(CHALLENGE):
Find every line below that contains the word "Target", and copy each of those lines out in full.

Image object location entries
******
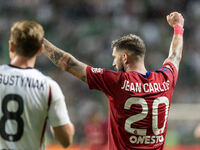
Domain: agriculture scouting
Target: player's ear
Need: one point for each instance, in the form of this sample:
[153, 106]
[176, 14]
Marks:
[40, 50]
[125, 57]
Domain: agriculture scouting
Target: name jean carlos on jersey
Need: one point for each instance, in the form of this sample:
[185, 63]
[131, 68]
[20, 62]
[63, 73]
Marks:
[146, 87]
[16, 80]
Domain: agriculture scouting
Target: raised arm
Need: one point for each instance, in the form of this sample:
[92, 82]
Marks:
[176, 21]
[65, 61]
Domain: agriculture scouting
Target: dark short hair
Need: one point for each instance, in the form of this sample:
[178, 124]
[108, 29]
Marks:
[27, 37]
[130, 42]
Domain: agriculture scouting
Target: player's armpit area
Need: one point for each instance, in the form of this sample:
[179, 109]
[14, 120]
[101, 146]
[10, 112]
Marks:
[65, 61]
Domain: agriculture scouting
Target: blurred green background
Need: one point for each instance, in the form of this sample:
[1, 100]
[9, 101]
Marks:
[85, 28]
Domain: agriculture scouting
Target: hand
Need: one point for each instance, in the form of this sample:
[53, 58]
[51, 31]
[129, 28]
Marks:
[174, 19]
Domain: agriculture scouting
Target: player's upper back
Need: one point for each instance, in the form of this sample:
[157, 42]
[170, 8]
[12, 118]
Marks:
[138, 105]
[24, 95]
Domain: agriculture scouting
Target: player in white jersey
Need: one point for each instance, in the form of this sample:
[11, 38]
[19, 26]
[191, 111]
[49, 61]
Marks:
[27, 97]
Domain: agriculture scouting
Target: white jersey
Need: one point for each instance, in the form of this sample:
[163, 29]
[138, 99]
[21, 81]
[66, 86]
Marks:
[27, 98]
******
(THE RESPONSE):
Target: player's ear
Target: name jean carlos on jersey
Target: raised arm
Target: dark short hair
Target: player's armpit area
Target: blurred green background
Target: hand
Target: player's upper back
Target: player in white jersey
Target: white jersey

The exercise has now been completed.